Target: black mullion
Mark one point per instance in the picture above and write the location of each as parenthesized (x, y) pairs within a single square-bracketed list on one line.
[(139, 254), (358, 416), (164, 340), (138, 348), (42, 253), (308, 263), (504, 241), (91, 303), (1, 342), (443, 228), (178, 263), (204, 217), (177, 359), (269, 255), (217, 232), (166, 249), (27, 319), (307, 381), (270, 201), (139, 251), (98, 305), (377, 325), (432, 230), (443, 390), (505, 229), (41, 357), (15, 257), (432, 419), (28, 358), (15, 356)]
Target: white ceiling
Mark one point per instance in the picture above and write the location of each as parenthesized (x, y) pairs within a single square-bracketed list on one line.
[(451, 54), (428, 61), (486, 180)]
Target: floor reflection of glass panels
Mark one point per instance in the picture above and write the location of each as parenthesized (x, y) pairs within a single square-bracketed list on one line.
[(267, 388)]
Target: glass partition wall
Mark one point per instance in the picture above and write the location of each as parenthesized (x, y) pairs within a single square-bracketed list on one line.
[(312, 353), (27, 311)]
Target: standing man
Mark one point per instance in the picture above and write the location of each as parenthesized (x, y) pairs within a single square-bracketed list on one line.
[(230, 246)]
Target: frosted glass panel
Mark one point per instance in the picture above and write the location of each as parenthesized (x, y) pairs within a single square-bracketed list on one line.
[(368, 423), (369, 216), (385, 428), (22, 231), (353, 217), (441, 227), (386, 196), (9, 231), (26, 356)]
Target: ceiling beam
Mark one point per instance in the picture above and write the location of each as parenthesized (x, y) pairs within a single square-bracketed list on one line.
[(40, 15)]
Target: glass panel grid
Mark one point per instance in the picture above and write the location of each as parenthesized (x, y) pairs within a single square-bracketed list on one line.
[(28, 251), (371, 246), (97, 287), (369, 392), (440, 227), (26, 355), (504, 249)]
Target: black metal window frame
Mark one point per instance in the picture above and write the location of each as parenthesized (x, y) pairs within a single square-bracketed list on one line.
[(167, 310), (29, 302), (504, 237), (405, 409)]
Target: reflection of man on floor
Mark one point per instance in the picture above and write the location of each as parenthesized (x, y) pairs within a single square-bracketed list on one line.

====================

*Directions for this task*. Copy each line of the listing that contains "black".

*Task result*.
Target: black mullion
Target: black metal window frame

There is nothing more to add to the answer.